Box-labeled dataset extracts
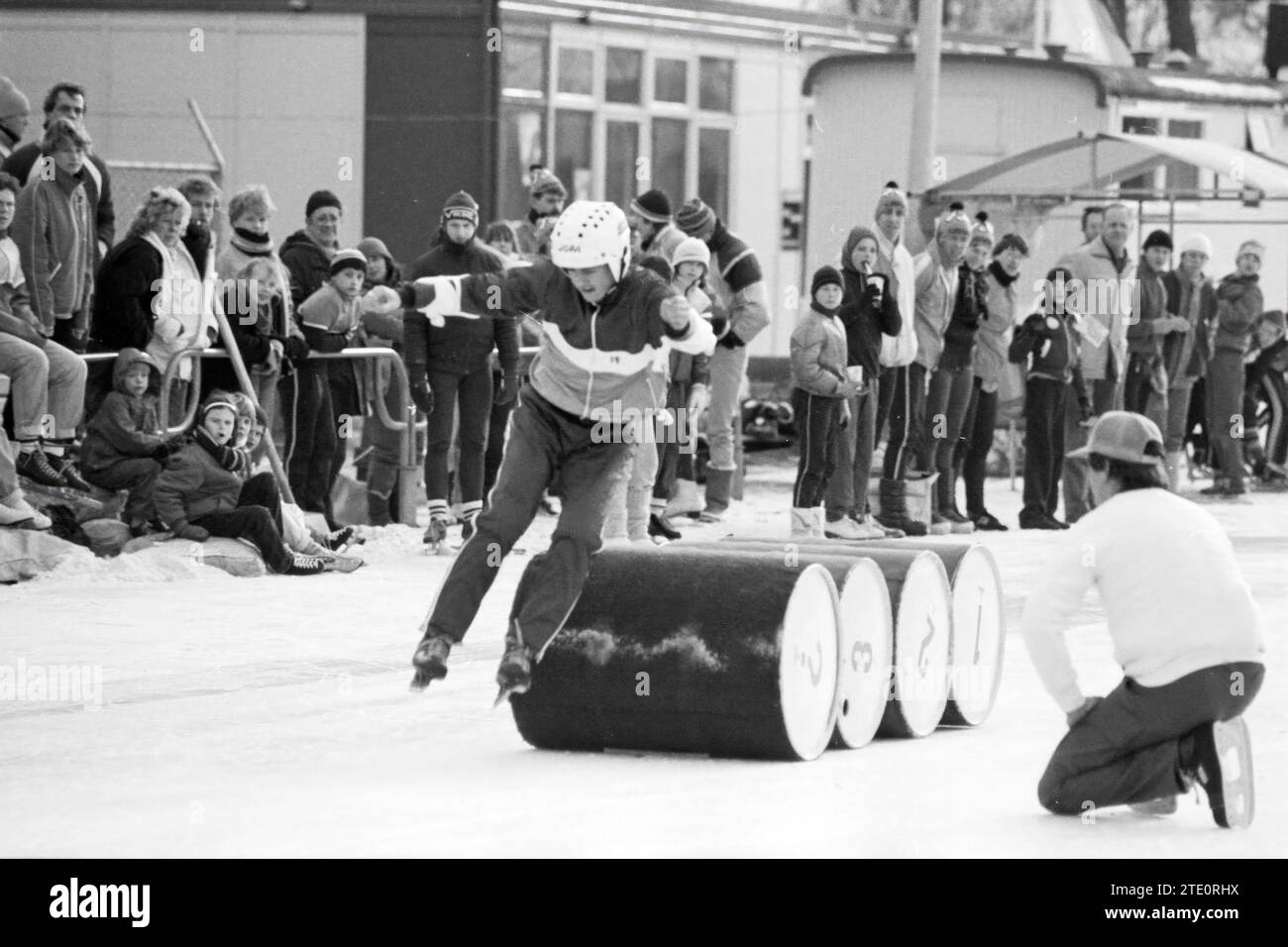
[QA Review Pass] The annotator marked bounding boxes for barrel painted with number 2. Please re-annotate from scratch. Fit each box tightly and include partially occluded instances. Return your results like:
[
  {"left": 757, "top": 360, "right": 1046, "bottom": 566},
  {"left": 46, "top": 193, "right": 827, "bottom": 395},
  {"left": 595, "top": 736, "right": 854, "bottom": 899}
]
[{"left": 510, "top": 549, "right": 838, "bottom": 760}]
...
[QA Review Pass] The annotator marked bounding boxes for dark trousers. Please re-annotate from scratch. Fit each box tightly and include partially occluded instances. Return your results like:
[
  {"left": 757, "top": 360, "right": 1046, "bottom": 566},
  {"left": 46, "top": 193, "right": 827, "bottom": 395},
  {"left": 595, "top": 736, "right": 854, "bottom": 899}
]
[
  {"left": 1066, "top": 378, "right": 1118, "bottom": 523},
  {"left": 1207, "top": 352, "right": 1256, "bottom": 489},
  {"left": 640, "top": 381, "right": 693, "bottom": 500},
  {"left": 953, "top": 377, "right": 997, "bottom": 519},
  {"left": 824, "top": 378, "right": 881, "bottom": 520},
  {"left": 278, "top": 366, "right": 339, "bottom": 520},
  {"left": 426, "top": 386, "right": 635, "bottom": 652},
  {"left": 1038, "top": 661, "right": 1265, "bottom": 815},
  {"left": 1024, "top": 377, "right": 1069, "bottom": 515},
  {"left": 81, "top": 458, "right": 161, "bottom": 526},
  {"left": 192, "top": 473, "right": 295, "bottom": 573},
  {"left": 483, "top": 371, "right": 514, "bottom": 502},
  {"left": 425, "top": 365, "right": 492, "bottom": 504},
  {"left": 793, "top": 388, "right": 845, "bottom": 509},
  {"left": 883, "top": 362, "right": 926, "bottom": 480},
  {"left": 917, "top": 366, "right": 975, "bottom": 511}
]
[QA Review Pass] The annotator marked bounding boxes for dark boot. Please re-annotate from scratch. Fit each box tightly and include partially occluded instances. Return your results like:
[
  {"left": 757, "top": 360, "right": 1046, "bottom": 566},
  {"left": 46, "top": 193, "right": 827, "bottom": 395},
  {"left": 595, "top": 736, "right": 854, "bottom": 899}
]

## [GIVEN INSTRUCTION]
Report every line of the listing that contains the word "dark", copying each one in full.

## [SOLVED EXERCISE]
[QA Review Pass] The annotator marked bounding boxes for dark trousers. Please re-annotate from scratch. Fit each box tightly and include partially occluded instances. Return your results like:
[QA Review Pass] The annotator marked bounding boxes for dark boot. Please re-annotate from scratch. Fit each box tightly and include partially occluded instances. Return your results like:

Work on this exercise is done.